Return all of the data exactly as written, without the pictures.

[Records from a dataset]
------------------------------------------------------------------------
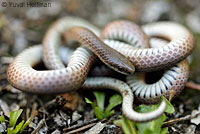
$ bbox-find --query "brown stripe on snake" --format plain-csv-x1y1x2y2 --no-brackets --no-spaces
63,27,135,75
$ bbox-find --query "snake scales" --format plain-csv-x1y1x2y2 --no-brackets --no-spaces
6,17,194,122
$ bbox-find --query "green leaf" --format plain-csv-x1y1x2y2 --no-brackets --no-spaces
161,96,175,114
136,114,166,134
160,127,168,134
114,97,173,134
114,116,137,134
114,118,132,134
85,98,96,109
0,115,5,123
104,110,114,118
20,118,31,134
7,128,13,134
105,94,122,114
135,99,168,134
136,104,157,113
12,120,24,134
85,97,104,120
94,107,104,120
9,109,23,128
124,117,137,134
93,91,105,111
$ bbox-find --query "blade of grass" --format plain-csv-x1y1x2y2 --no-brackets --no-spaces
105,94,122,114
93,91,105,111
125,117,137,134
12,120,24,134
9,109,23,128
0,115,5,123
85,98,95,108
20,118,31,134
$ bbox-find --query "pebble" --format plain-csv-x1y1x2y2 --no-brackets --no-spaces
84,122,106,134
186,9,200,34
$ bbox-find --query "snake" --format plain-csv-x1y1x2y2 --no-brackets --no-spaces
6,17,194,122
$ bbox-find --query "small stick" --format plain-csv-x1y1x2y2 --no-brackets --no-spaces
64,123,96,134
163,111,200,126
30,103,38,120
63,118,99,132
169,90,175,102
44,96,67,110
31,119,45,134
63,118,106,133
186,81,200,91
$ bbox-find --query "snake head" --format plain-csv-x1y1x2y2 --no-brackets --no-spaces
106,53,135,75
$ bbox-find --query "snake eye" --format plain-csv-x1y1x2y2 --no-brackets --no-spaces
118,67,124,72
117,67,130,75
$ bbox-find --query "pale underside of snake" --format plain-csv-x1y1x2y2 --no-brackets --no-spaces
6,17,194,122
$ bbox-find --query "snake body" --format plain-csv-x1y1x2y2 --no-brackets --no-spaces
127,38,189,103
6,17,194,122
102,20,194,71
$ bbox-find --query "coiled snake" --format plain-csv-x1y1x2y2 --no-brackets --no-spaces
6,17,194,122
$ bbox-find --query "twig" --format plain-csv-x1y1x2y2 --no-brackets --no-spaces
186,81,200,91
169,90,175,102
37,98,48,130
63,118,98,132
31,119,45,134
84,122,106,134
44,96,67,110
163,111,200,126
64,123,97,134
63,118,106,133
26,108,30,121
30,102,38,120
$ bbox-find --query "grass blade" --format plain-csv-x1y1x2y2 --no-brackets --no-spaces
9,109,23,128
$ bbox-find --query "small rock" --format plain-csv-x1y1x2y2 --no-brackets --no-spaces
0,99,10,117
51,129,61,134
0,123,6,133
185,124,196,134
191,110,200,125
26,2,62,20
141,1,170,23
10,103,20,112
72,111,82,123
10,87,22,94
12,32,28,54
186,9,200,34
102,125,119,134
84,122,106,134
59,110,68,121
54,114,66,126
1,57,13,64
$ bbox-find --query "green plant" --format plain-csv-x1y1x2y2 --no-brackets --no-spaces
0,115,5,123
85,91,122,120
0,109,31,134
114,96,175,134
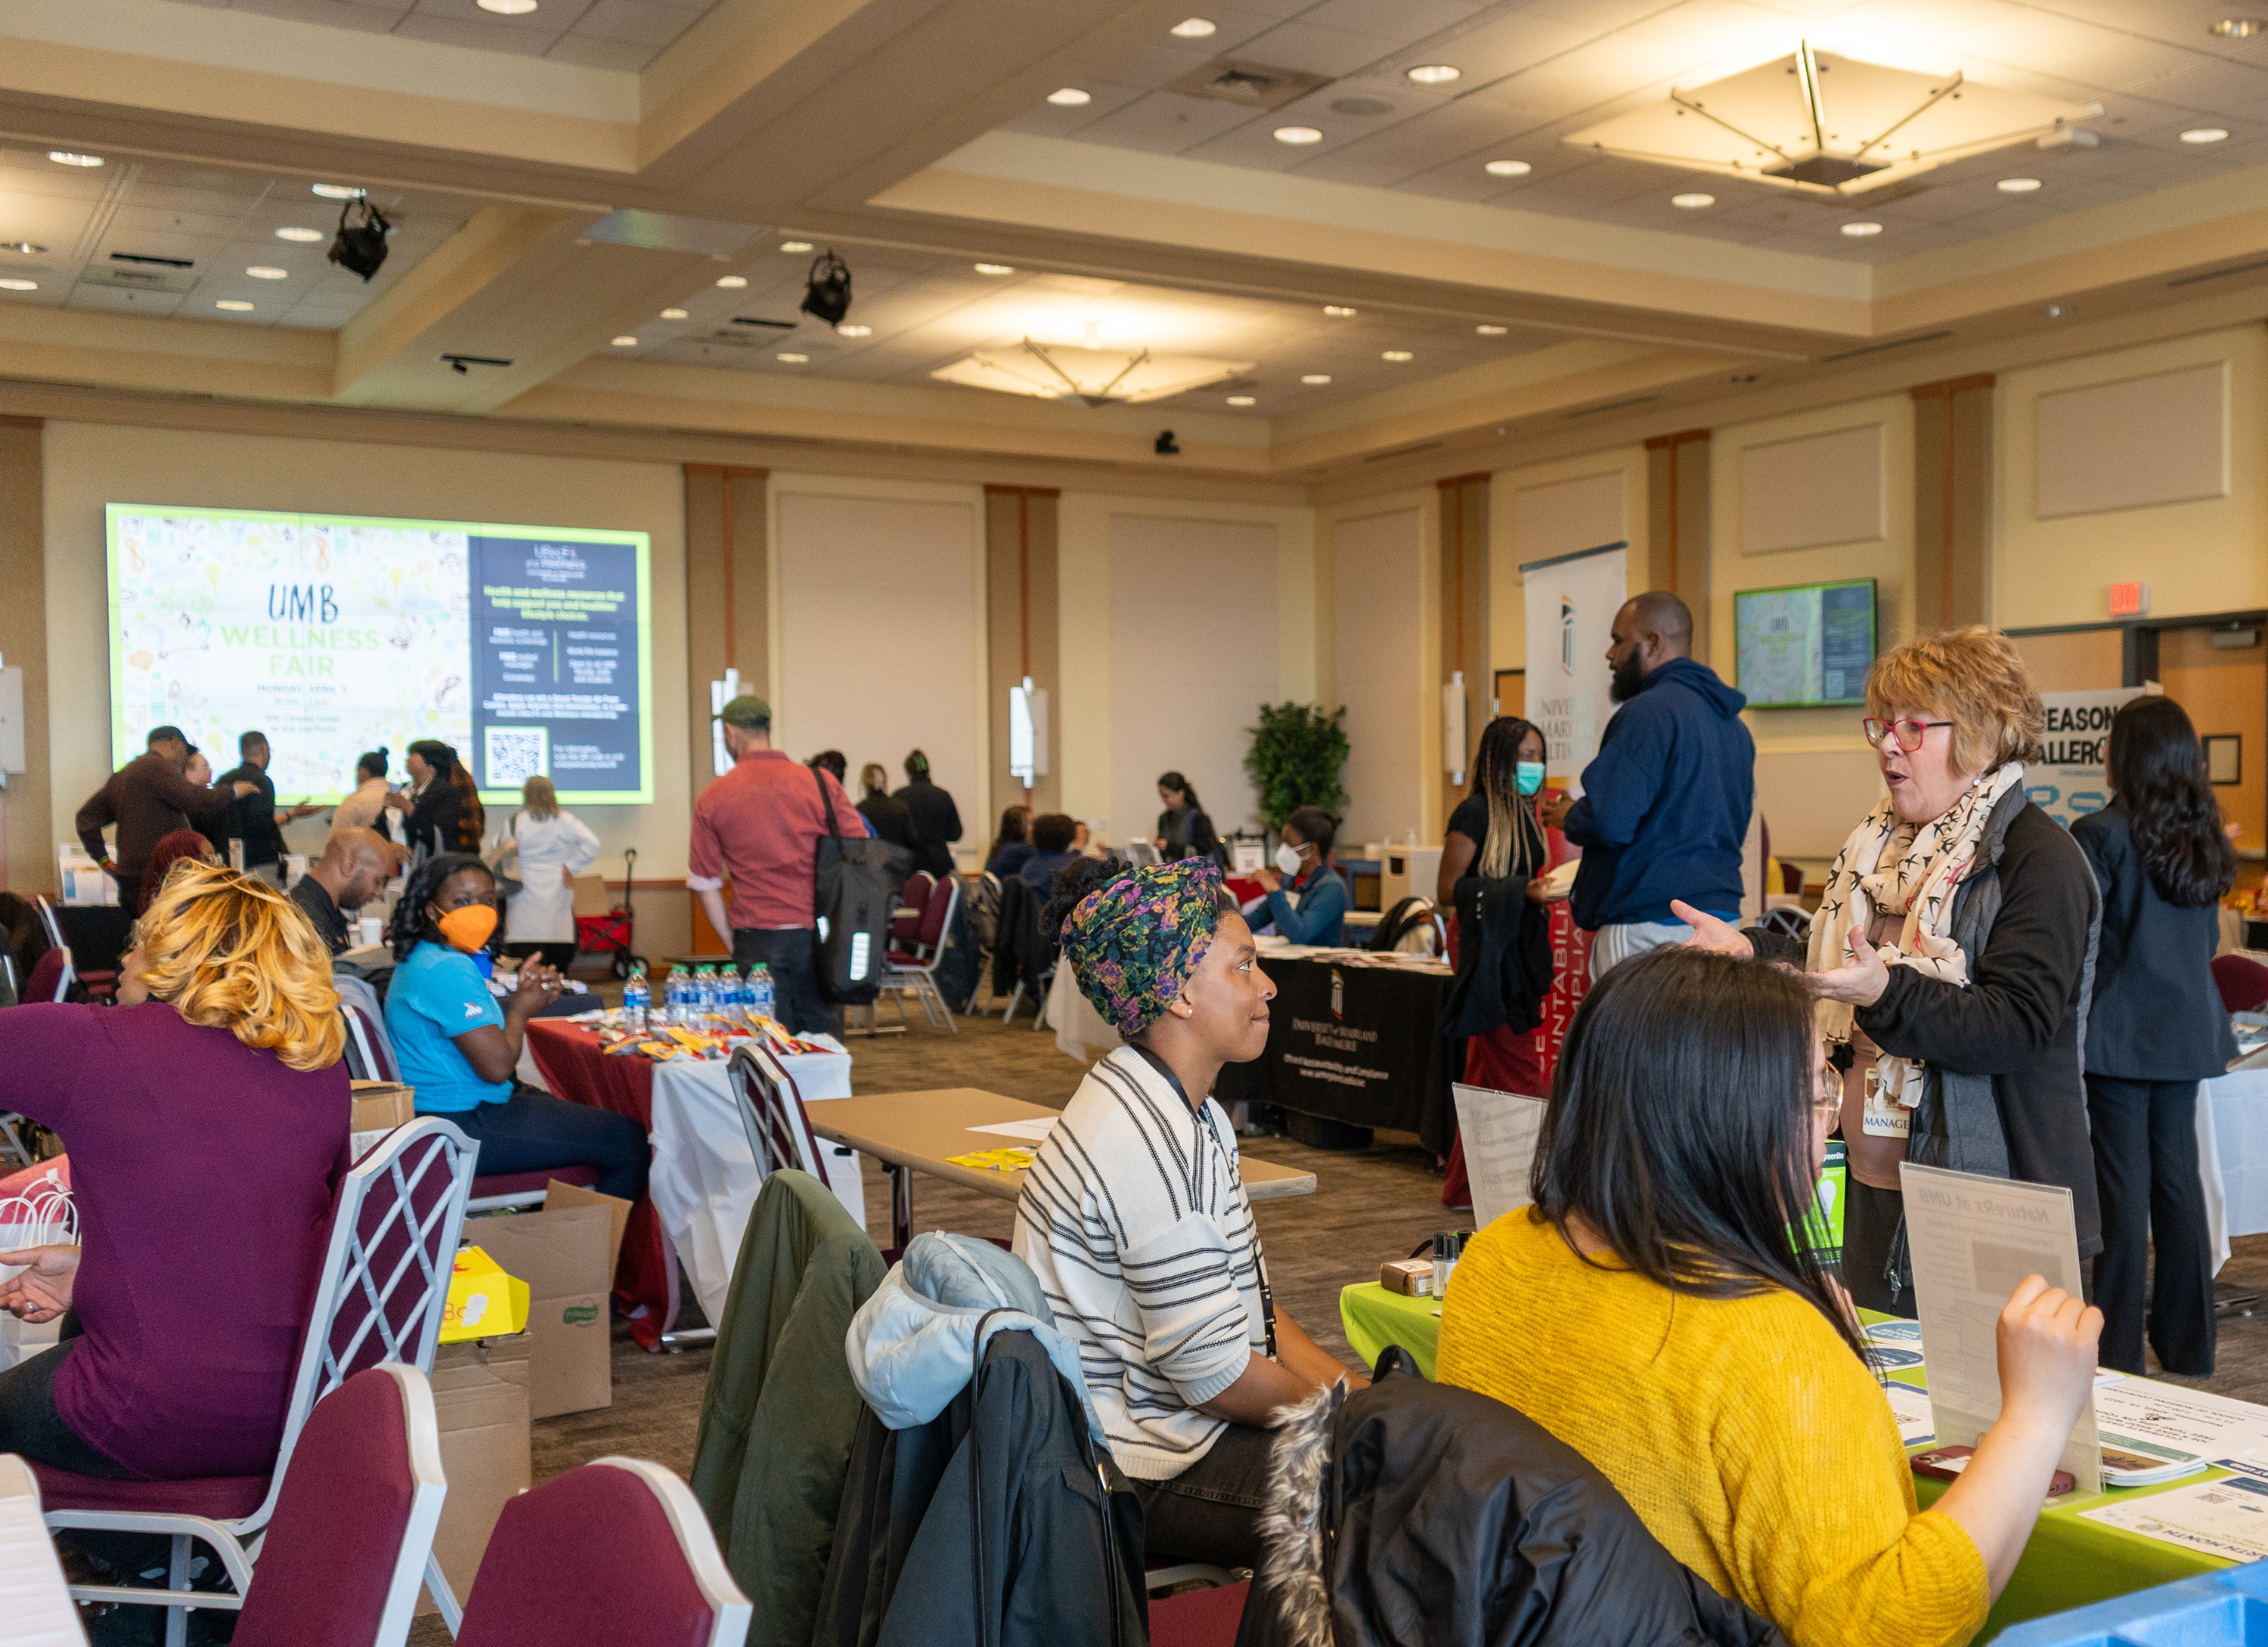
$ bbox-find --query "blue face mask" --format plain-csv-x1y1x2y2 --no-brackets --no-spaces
------------------------------------------------------------------------
WRITTEN SOLUTION ▸
$ bbox-find --query "brown stripe on snake" --format plain-csv-x1y1x2y2 --no-brackets --no-spaces
63,27,135,75
$ bbox-find --query "snake scales" --format plain-csv-x1y1x2y2 --no-brackets --no-spaces
6,17,194,122
$ bbox-find --query "green leaf" --format plain-csv-x1y1x2y2 --no-brackets --no-spaces
161,96,175,114
136,114,166,134
160,127,168,134
114,97,173,134
114,116,137,134
114,118,132,134
85,98,96,109
0,115,5,123
104,110,114,118
20,118,31,134
7,128,13,134
105,94,122,114
135,99,168,134
136,104,157,113
12,120,24,134
85,97,104,120
94,107,104,120
9,109,23,128
124,117,137,134
93,91,105,111
$ bbox-find --query "blade of grass" --format plain-csv-x1y1x2y2 --no-brackets --no-spaces
105,94,122,114
93,91,105,111
125,117,137,134
12,120,24,134
9,109,23,128
0,115,5,123
85,98,95,108
20,118,31,134
$ bbox-find --query "pebble" --format plain-csv-x1y1x2y2 --no-brackets --no-spaces
84,122,106,134
186,9,200,34
$ bbox-find --query "snake" --format plain-csv-x1y1x2y2 --no-brackets --no-spaces
6,17,194,122
$ bbox-find --query "small stick" --format plain-csv-x1y1x2y2 --no-brackets --no-spaces
64,123,96,134
163,111,200,126
30,103,38,120
63,118,99,132
169,90,175,102
44,96,67,110
31,119,45,134
63,118,106,133
186,81,200,91
$ bbox-find --query "snake head" --format plain-csv-x1y1x2y2 --no-brackets --no-spaces
106,53,135,75
$ bbox-find --query "snake eye" --format plain-csv-x1y1x2y2 --no-brackets --no-spaces
118,67,124,72
117,67,130,75
$ bbox-find --query "pale underside of snake" --format plain-csv-x1y1x2y2 --no-brackets --no-spaces
6,17,194,122
$ bbox-find --query "snake body" --format plain-csv-x1y1x2y2 --no-brackets --no-spaces
127,38,189,103
6,17,194,122
102,20,194,71
$ bbox-find --query "coiled snake" --format plain-csv-x1y1x2y2 --no-brackets --no-spaces
6,17,194,122
$ bbox-find --query "twig" --format plain-csv-x1y1x2y2 --no-brackets --no-spaces
186,81,200,91
169,90,175,102
37,98,48,130
63,118,98,132
31,119,45,134
84,122,106,134
44,96,67,110
163,111,200,126
64,123,97,134
63,118,106,133
26,108,30,121
30,102,38,120
$ bbox-find --query "grass blade" --format plain-csv-x1y1x2y2 --no-brackets --no-spaces
9,109,23,128
$ bbox-find --query "small rock" --format plain-csv-x1y1x2y2 --no-brackets --no-spaces
0,99,10,117
51,129,61,134
0,123,6,133
185,124,196,134
191,110,200,125
26,2,62,20
141,1,170,23
10,103,20,112
72,111,82,123
10,87,22,94
12,32,28,54
186,9,200,34
102,125,119,134
84,122,106,134
59,110,68,121
54,114,66,126
1,57,13,64
$ bbox-find --query "green plant" --format plain-csv-x1y1x2y2 --no-brackets --no-spaces
0,115,5,123
85,91,122,120
0,109,31,134
114,96,175,134
$ bbox-find --query "blue face mask" --format plain-csv-x1y1x2y2 --no-brackets --no-spaces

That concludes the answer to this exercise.